» 課題内容: バハカリフォルニアを南下する旅行記の本文を、最後の文の後から書き継いでください。

» 本文抜粋:
━━━━━━━━━━━━━━━━
2011年5月21日土曜日

バハカリフォルニアの赤い砂 vol.3

バハカリフォルニア半島も半分がおわり、目的地ラパスへ向けて走り始めた僕。時差により1時間時計は早まりましたが、南下するにつれ町と町の間隔が狭くなり、また緑も目に見えて増え、徐々に砂漠地帯から開放されているのだと精神的に楽になるのでした。


荷物をバイクに積み、ホテルのオーナーと奥さんにあいさつをして部屋を出ました。あまり清潔とはいえないホテルでしたが、オーナーも奥さんもとてもいい人で(本当に)、印象は悪くありません。
さて、バハカリフォルニアが半分終わったといえど、目的地のラパスまでまだまだ先は長いのです。さらにラパスまで3日で走ろうと考えると、あまりのんびりしてはいられません。今日もまたぎらぎらと容赦のない太陽を体いっぱいに浴びながら、昼を待たずに30度を越える気温の中、軍による検問(バハカリフォルニアに入ってから何度か軍の検問があった)を笑顔のみですり抜ければ、やがてサンタロサリオの町に到着しました。

ここは海沿いの町。ずっと砂漠の中を走ってきた僕には目に映る海はその青が新鮮で、やっとコルテス海(カリフォルニア湾)を見ることができたとうれしくなってしまいます。しかも町にはめずらしく街路樹が植えられていて、その豊かな葉は木陰をつくり、海沿いとあって吹く風は涼しく、砂埃舞う砂漠の町とは対照的な雰囲気を感じました。

ついにカリフォルニア湾と。

海とサボテン。
ここはバハカリフォルニア。

街路樹が豊かな木陰をつくる。

さらに南に下ると道はロレトの町に入ります。このあたりから少しづつ農場が見受けられるようになりました。徐々に砂漠地帯から抜けていることを実感できます。砂と岩とサボテンだけの色のない景色から、瑞々しい農場を見つけるだけで豊かさを感じてしまいます。
さらにロレトは観光地らしく、旧市街にはホテルや土産屋、観光客向けの食堂が並び、めずらしく白人の姿もちらほら見かけました。町中には空調の効いた大きなスーパーマーケットがあり、品揃えも豊富で、生鮮品は文字通り生鮮だし、商品ひとつひとつにきちんと値段がついていました。店に入ってまずそのことに驚きましたが、それよりも僕はトイレにトイレットペーパーが備え付けられているのを見たときに、一番豊かさを感じました。

土産屋には色とりどりの陶器。

スーパーで冷えたジュースを買い日陰で一服していると、駐車場で冷凍の海老を売っているおじさんに話しかけられました。「ソイ ハポネス」「イル ア ラパス」覚えたばかりのスペイン語でコミュニケーション。ある程度話をしたところでおじさんは「おいお前、ところでツナミは大丈夫なのか?」と聞いてきました。日本から遠く離れた、それもこんなちいさな町でも、みんな日本の地震のことは知っているようです。僕は「大変だけど大丈夫と思う」と、片言のスペイン語交じりの英語で説明しました。それがちゃんとおじさんに伝わっているのかわからないけれど、国境を越えて心配してくれるというのはうれしいものです。
━━━━━━━━━━━━━━━━
» 提供資料:
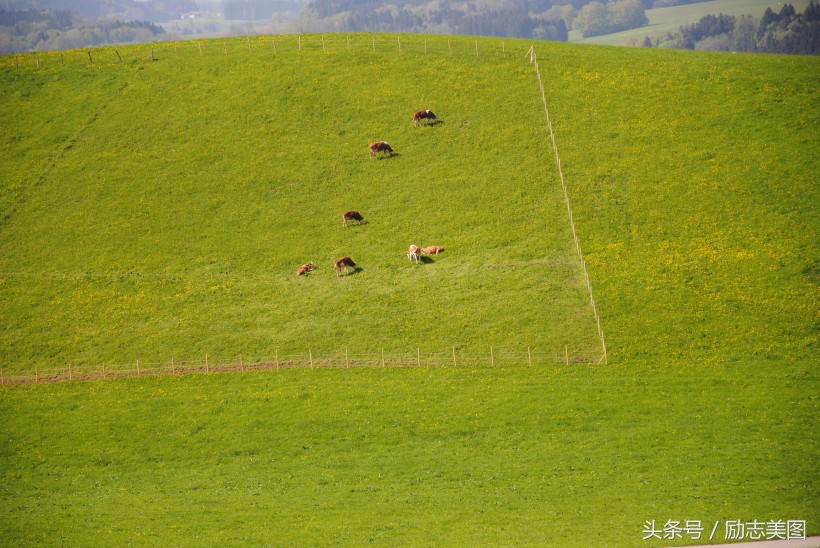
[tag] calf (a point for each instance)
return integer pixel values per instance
━━━━━━━━━━━━━━━━
» 記述回答:
それにしても毎日快晴続き。雨季はもう少し先のようで、見上げる空には一片の雲さえありません。朝起きると空は灰色の雲で覆われていたりして、雨は大丈夫かな?なんて思ったりするのですが、バイクで走っていると知らぬうちに空は一面の青に変わってしまうのです。
ほんの少し、雲の切れ間からやわらかい陽の光が射してきたと思うと、それから30分とたたずにすべての雲はどこかへ消え失せてしまします。それはまるで何かの魔法のようでもあり、そして今日もまた肌を刺す太陽といちにち付き合うことになるのです。

ロレトの町を出ると1号線はまたしばらく海から離れましたが、やがて左へ大きく巻き込むような海岸線が見えてきて、湾の向こう側に大きな町が浮かんで見えました。それが、ラパスでした。

海の向こうにラパスが霞んで浮かぶ。

ラパスは噂通りの観光地で、高そうなホテルやレストラン、バーが立ち並び、たくさんの白人たちが海沿いの遊歩道を歩いていました。僕はそんなラパスの中心地にある安ホテルに宿を取りました。手持ちのペソがほとんどなかったのでドルで払えるホテルを探したら、そこでした。値段も19ドルとそこそこ。
ラパスに着いたら両替をしようと思っていたのですが、今日が日曜と言うことをすっかり忘れていて(というか曜日というものをそもそも気にしていなかった)、銀行どころか両替所さえ閉まっていたからです。それにしても前回泊まったホテルがホテルだっただけに、ここはかなり清潔に感じられました。ファンもあるしベッドもスプリングが壊れていないし、何よりシャワー室がコンクリートではなくタイル張りでした。

ここはもう南の海だ。

カラフルな町にはカラフルな車が似合う。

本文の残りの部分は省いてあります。